=== Begin Enclosure ===

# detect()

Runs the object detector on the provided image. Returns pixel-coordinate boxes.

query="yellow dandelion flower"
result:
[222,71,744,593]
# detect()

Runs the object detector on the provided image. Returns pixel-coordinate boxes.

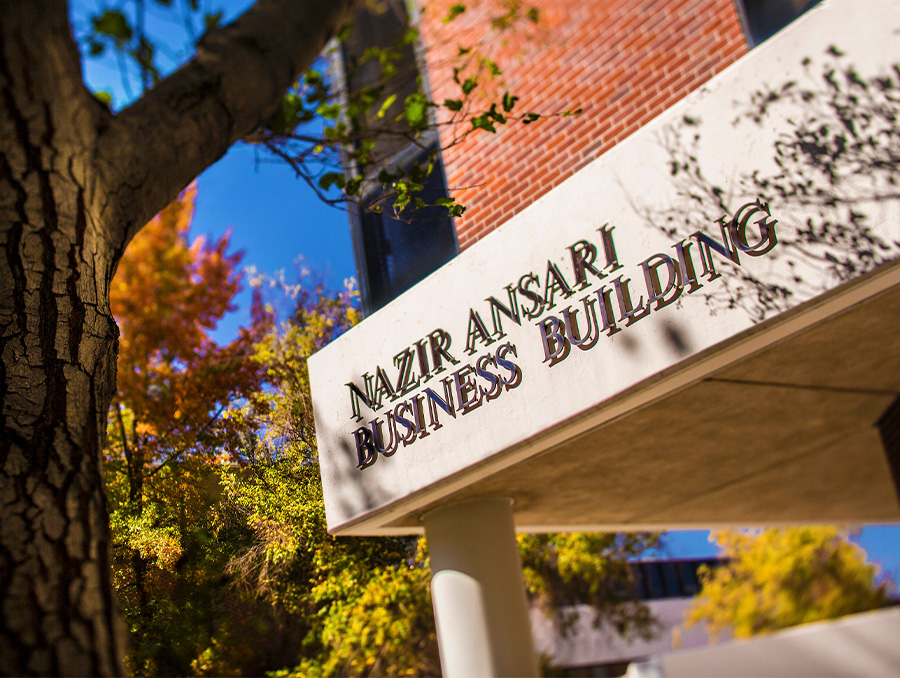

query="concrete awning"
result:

=== End Enclosure ===

Every entry above should be restated word for word, with the images left out.

# detect()

Runs the object detector on the provided image. Returns pixel-coordinate boxes.

query="yellow dandelion flower"
result:
[222,71,744,593]
# detect()

Runs the object detector on the provided image. Returns pixel-coordinate boxes.


query="concrete awning"
result:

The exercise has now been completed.